Required work: In the material below, find the line that contains "In this exercise you will find the stove leg" and the line that contains "[(424, 317)]", then write out exactly those two lines and everything between them.

Source data:
##########
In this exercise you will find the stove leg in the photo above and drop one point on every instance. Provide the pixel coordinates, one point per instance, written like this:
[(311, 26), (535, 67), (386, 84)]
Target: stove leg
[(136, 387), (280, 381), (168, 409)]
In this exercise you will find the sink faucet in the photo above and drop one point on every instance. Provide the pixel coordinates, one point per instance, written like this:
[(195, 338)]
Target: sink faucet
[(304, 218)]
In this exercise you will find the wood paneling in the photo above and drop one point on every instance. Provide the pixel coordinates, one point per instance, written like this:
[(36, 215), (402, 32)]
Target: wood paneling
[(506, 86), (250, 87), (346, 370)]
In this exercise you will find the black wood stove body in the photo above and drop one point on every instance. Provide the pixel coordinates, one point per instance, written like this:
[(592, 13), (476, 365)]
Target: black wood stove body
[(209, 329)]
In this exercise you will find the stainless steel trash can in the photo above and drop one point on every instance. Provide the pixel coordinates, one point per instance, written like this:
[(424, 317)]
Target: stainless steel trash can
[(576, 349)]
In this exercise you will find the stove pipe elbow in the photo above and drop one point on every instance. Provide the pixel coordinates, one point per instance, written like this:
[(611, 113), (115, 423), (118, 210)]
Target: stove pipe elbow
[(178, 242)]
##########
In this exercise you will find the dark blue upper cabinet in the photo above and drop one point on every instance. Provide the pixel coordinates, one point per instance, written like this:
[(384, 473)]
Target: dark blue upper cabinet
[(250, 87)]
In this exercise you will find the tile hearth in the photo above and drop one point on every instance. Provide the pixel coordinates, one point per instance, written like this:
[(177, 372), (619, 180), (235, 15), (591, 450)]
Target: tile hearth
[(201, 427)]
##########
Response to the task:
In this exercise you will find the stove leg in the photo above and drop one point on every instance. Provide the pixel coordinates, one point per instance, written like this:
[(311, 26), (535, 67), (386, 84)]
Target: stove leg
[(136, 387), (280, 381), (168, 409)]
In this exercise you will find the sink faucet in the photo above and drop one point on every instance. Provide the pixel coordinates, one point per instance, written like this:
[(195, 338)]
Target: sink faucet
[(304, 218)]
In this exercise you will find the wood paneling in the photo above and drop one point on every instance. Provide the pixel coordinates, one point per instance, written like this:
[(36, 215), (402, 32)]
Target: wood paneling
[(506, 86), (250, 87), (346, 370)]
In this exercise you will find the black wood stove body in the photo above and drop one point on every instance. Provide the pixel coordinates, one point per instance, written like this:
[(592, 13), (476, 365)]
Target: black wood stove body
[(209, 329)]
In this exercise you will find the stainless steel trash can in the photo above and drop one point on every instance. Provide the pixel coordinates, one point per instance, written like this:
[(424, 317)]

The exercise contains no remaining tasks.